■ What the task requires
Give back, unchanged, everything in the data below from the line containing "In this exercise you will indicate the forest" down to the line containing "[(300, 105), (405, 40)]", both of those lines included, and nothing else.

· · · · ·

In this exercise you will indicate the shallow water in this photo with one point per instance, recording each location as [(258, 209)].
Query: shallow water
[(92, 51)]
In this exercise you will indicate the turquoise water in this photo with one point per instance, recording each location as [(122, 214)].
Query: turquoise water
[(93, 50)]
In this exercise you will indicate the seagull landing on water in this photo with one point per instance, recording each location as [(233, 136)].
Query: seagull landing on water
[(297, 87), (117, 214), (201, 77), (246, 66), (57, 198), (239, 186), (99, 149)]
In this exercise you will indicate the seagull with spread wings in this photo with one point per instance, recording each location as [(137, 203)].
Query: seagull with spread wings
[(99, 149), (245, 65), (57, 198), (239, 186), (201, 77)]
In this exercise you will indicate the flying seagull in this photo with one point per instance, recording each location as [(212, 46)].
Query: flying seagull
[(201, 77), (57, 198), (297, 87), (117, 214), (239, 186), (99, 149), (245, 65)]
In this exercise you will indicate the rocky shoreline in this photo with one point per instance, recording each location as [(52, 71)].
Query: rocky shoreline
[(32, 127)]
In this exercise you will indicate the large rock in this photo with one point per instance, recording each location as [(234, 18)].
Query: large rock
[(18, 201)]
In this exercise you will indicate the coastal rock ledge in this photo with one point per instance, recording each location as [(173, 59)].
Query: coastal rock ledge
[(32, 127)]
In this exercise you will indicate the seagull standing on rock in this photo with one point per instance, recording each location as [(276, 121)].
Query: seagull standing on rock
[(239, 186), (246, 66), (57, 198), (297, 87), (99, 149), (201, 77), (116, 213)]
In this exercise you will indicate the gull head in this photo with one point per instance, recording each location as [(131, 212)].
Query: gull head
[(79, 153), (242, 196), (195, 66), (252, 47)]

· · · · ·

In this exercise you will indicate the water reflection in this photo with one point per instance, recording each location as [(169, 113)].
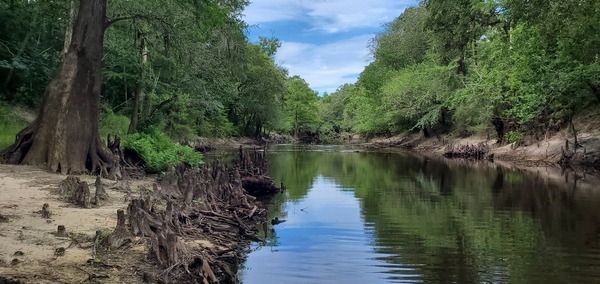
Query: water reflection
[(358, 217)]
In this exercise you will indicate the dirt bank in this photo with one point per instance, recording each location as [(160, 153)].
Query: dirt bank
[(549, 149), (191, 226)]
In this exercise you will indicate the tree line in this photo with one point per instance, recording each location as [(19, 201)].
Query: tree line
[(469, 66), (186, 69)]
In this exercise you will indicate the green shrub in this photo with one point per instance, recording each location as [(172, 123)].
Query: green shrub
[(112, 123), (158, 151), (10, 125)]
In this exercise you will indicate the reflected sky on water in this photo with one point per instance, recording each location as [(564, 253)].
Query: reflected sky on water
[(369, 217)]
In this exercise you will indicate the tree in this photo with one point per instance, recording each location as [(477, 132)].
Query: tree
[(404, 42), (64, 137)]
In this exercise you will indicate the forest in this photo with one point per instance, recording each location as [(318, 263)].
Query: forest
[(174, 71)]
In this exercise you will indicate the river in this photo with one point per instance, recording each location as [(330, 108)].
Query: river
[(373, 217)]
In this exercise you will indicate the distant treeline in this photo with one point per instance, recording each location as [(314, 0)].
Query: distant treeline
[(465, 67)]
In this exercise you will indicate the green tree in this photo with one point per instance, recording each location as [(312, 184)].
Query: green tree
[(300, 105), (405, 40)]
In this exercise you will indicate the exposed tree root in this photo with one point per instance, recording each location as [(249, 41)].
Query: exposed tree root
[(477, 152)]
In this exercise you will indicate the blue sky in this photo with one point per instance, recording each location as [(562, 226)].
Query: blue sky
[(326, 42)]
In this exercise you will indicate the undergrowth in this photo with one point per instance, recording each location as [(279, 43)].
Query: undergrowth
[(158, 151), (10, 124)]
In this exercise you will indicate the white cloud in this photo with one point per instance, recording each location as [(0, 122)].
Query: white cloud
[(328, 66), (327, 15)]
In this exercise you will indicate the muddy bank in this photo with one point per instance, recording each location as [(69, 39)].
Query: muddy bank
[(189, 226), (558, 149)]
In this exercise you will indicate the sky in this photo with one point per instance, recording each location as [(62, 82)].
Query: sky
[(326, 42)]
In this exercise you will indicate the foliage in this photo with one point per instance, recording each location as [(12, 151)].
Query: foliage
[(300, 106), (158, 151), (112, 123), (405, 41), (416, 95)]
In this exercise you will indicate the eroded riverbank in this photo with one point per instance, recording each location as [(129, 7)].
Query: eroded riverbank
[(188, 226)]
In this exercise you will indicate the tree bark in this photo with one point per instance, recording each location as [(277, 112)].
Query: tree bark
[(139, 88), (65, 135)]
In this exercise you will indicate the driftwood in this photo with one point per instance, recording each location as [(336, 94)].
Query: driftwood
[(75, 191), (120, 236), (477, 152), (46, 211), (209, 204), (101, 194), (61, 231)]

· · · · ·

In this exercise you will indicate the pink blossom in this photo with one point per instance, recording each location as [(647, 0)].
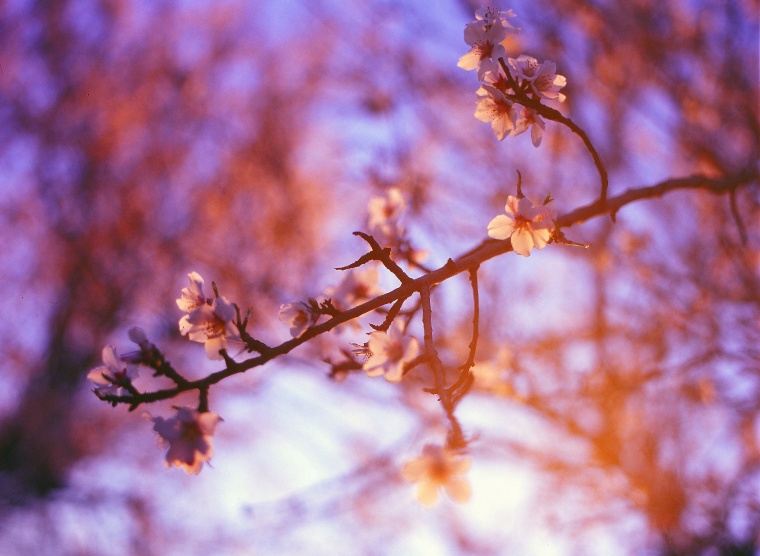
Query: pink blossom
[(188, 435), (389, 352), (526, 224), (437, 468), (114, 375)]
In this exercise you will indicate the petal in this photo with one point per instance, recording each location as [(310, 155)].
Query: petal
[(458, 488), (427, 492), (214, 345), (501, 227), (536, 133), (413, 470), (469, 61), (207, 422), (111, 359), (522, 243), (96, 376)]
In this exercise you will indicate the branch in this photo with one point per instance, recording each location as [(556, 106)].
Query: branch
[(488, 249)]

· · · · ·

■ Task result
In this exercise you will indicate the forest in this photo with one point per instance, recording each location as [(318, 263)].
Query: forest
[(174, 71)]
In this exercise you will indicate the river in this photo with one point per instance, recording each location as [(330, 108)].
Query: river
[(373, 217)]
In this exercise you will indicate the distant treeline in this photo with one point per instance, recording each location as [(314, 0)].
Query: distant treeline
[(465, 67)]
In this exercise you will indicate the green tree in this photo with one point per instance, recording each location as [(312, 184)].
Query: green tree
[(300, 105), (405, 40)]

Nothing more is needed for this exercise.